REQUIRED TASK
Copy everything from the line that contains "the lawn grass." down to the end of the rows, requests included, scaling every point coordinate in the answers by 0.35 and rounding to whole numbers with halves going up. Leave the pictures out.
--------
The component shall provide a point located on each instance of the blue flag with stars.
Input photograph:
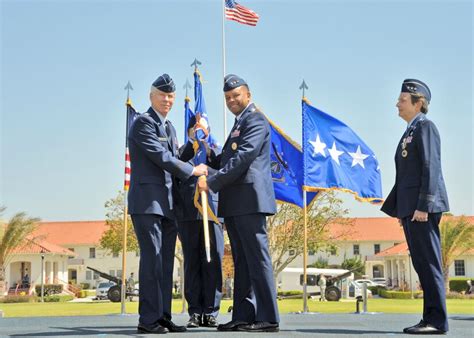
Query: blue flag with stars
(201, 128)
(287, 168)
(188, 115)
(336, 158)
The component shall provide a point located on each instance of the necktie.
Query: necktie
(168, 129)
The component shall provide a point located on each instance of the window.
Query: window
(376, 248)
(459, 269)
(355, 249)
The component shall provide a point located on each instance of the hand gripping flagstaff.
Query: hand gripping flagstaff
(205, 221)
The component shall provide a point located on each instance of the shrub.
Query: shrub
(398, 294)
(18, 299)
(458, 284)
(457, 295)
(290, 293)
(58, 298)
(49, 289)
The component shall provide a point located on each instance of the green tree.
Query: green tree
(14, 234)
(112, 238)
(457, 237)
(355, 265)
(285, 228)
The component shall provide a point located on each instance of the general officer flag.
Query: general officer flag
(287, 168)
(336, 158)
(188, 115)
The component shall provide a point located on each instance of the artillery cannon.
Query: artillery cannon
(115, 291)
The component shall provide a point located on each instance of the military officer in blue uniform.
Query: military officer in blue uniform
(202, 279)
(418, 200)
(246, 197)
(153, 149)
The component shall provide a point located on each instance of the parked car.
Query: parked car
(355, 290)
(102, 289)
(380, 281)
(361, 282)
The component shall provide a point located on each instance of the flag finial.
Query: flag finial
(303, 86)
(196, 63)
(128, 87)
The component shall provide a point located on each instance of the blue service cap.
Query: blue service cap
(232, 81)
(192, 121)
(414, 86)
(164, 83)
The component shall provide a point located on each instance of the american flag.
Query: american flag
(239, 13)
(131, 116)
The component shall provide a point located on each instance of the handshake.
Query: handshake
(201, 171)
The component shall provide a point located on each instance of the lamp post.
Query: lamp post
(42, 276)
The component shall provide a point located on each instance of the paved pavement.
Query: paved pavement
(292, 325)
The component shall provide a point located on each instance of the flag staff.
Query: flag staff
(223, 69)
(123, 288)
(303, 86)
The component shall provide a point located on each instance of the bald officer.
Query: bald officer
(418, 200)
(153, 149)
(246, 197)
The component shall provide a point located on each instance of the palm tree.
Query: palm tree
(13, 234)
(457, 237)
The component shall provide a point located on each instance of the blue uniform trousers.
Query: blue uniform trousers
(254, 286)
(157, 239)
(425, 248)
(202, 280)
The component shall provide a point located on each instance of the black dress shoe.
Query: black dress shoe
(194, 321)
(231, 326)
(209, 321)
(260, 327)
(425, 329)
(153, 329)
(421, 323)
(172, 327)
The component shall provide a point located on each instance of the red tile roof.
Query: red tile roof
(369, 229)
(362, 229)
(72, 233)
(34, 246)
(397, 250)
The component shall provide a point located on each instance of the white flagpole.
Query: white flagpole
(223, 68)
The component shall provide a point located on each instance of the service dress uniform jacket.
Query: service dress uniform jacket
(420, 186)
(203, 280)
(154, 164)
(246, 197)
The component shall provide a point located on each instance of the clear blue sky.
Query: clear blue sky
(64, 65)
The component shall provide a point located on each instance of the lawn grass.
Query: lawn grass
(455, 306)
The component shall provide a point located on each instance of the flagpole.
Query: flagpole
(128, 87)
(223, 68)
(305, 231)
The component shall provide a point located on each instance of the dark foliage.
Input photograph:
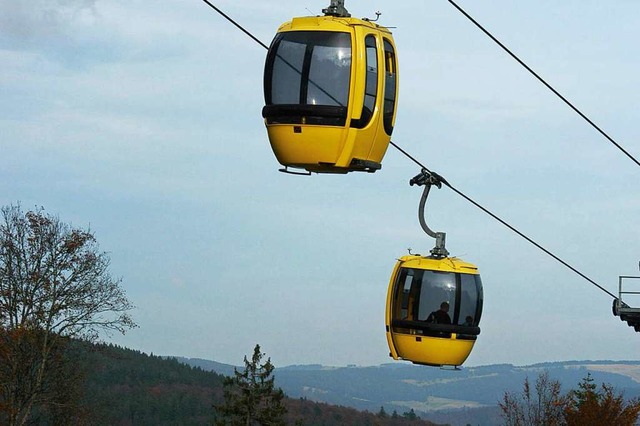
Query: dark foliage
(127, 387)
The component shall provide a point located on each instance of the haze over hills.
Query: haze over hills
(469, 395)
--------
RESULT OF THE EXERCISE
The component shall provide a point located on each instance of the lawn grass.
Query: lawn grass
(159, 107)
The component shall provide a point located on each instance of the flagpole.
Query: flagpole
(45, 30)
(78, 24)
(107, 81)
The component shall provide a point located on each instance of the dark foliage.
Input photograph:
Query: dark foliage
(44, 135)
The component shall provide a point located on each instance of the haze over hills.
Query: haze over hills
(164, 138)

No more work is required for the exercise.